*Task description:* List each line of the records that contains the string "target", treating uppercase and lowercase letters as different.

*Supplied material:*

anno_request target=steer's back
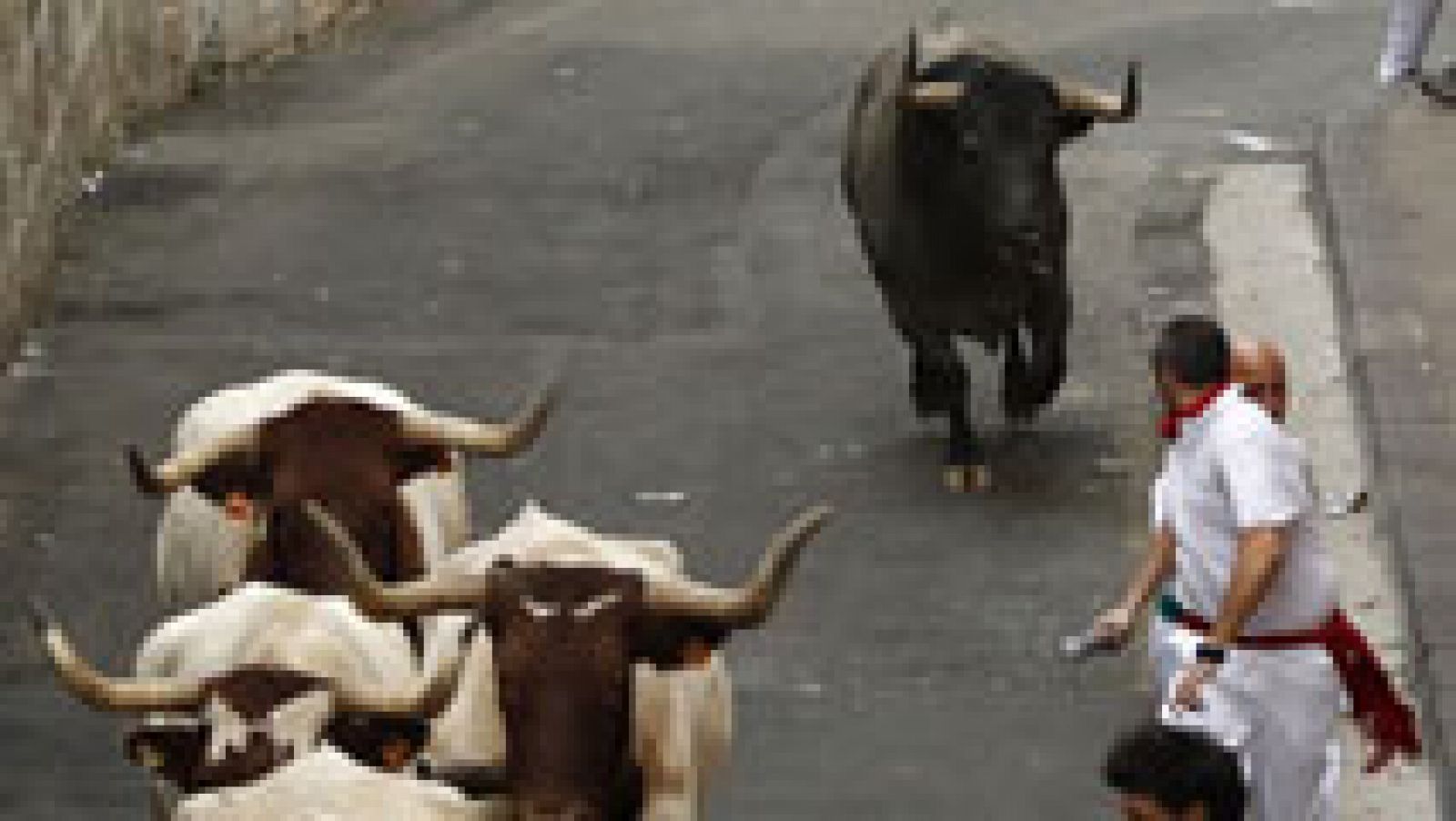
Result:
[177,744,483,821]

* * *

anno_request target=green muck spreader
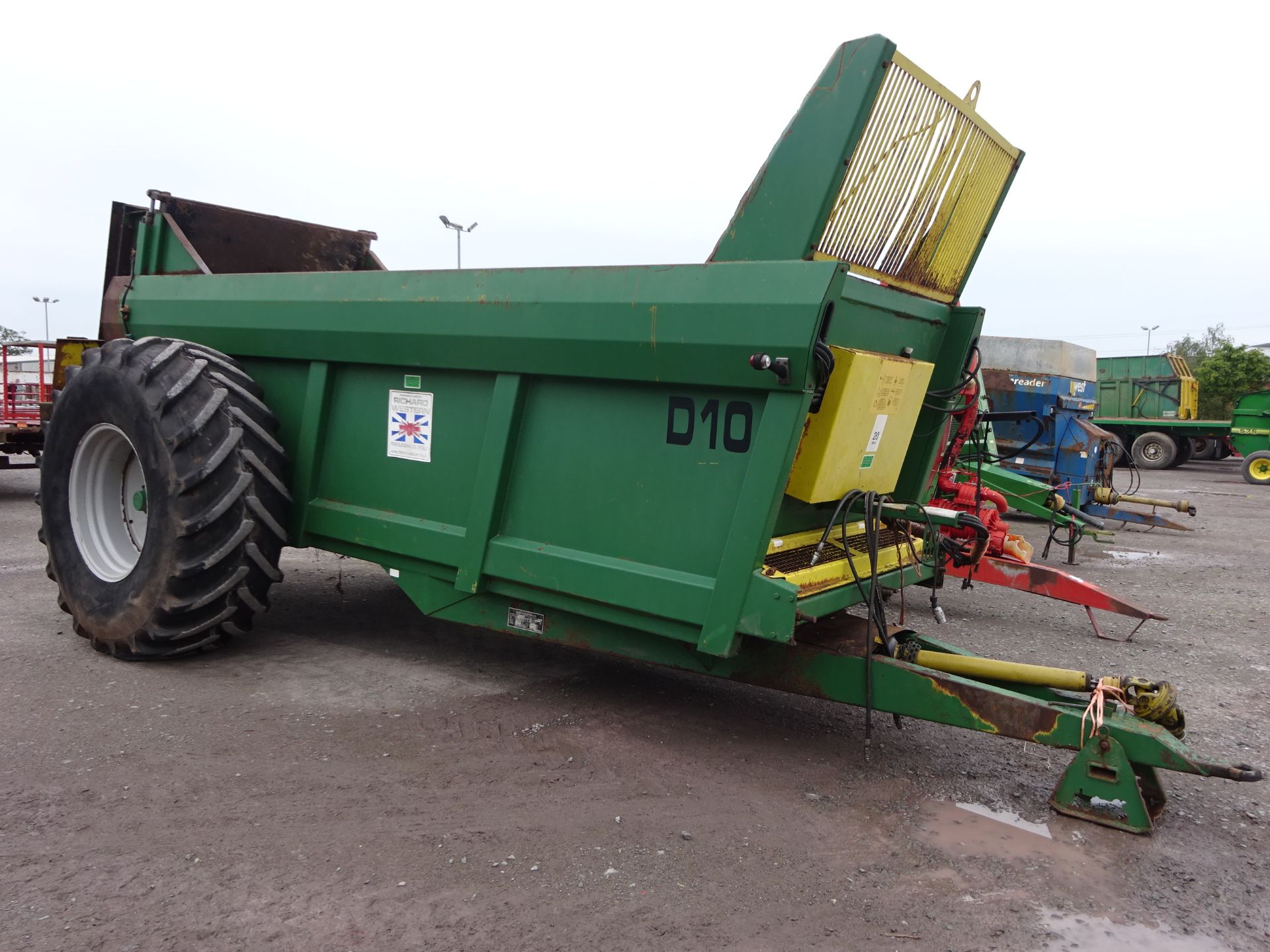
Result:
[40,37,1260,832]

*Finished task:*
anno_request target=steer's back
anno_request target=green muck spreader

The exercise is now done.